# [Provided text]
----
Sunday, November 6, 2011

Tracking Misaligned I/Os

For those that don't know about misaligned I/Os, I provided a brief introduction to them in my last post. In this post I'll show you how to track and quantify how many of your I/Os exhibit the problem. We currently run our VMware infrastructure from a NetApp array, so this script is tailored to that environment.

The only method I've found to track is by using the pw.over_limit counter. Unfortunately it is only available with advanced privileges on the command line as it isn't exported via SNMP. You can manually obtain the data with the following:
# priv set advanced
# wafl_susp -w
# priv set
This will produce lots of data, most of which you can ignore. You'll quickly notice a problem; pw.over_limit is an absolute number, like 29300. So what? Is that good, is it bad? That depends on how many I/Os you are generating in the first place. Since I love writing little programs, here is the output of my script:
$ cat NetApp-align-filer1-20111010-221001
22:10:01 UTC - Zeroing stats from filer filer1
22:10:02 UTC - sleeping for 300 seconds
22:15:02 UTC - Capturing data from filer filer1
22:15:03 UTC - Collected Values:
22:15:03 UTC - interval = 300.399491 seconds, pw.over_limit = 249 and WAFL_WRITE = 540822
22:15:03 UTC - Percentage Misaligned Writes = .0460%
22:15:03 UTC - Successfully Completed! 
As you can see, there are a few misaligned writes going on, but overall in pretty good health with just under 0.05% of the total. When should you panic? That depends on way to many variables to list here but your write latency is a key indicator to pay attention to. Your application mix (and users) will scream when you've crossed the line.

The code I use is listed below. Read the comments in the parse_wafl function to figure out what it's doing.
----
# [Given material]
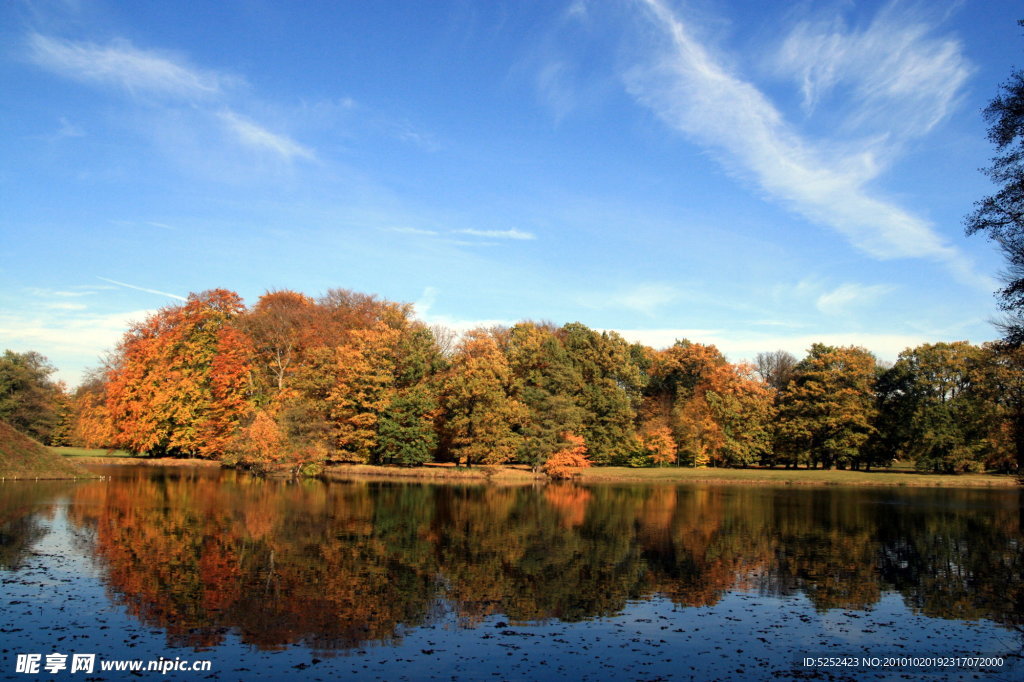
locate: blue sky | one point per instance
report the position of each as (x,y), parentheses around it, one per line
----
# [Objective A]
According to the post on tracking misaligned I/Os, why is the pw.over_limit counter only available on the command line?
# [Objective B]
Carry on the post about tracking misaligned I/Os, picking up right after its last sentence.
The lines aren't needed for what follows.

# [Task answer A]
It isn't exported via SNMP.

# [Task answer B]
#!/bin/bash
# Script Information
# na_alignment_check Version: 1.0
# Last Modified: Sept 18/2010
# Created By: Michael England

# to run this script you will need an account on the filer with administrative privileges as it has to be run with 'priv set advanced'
# ssh prep work
# ssh-keygen -t dsa -b 1024
# cat id_dsa.pub >> {filer}/etc/sshd/{user}/.ssh/authorized_keys

# default to local user
FILER_USER=$(whoami)

######
### function log
### logs activities to the screen, a file, or both
######
function log {
 LOG_TYPE="$1"
 LOG_MSG="$2"
 TIME=`date +'%H:%M:%S %Z'`
 # specify the log file only once
 if [ -z $LOG_FILE ]
 then
  LOG_FILE="/work/Scripts/NetApp_Logs/NetApp-align-$FILER-`date +%Y%m%d-%H%M%S`"
 fi
 if [ $LOG_TYPE == "error" ]
 then
  echo -e "$TIME - **ERROR** - $LOG_MSG"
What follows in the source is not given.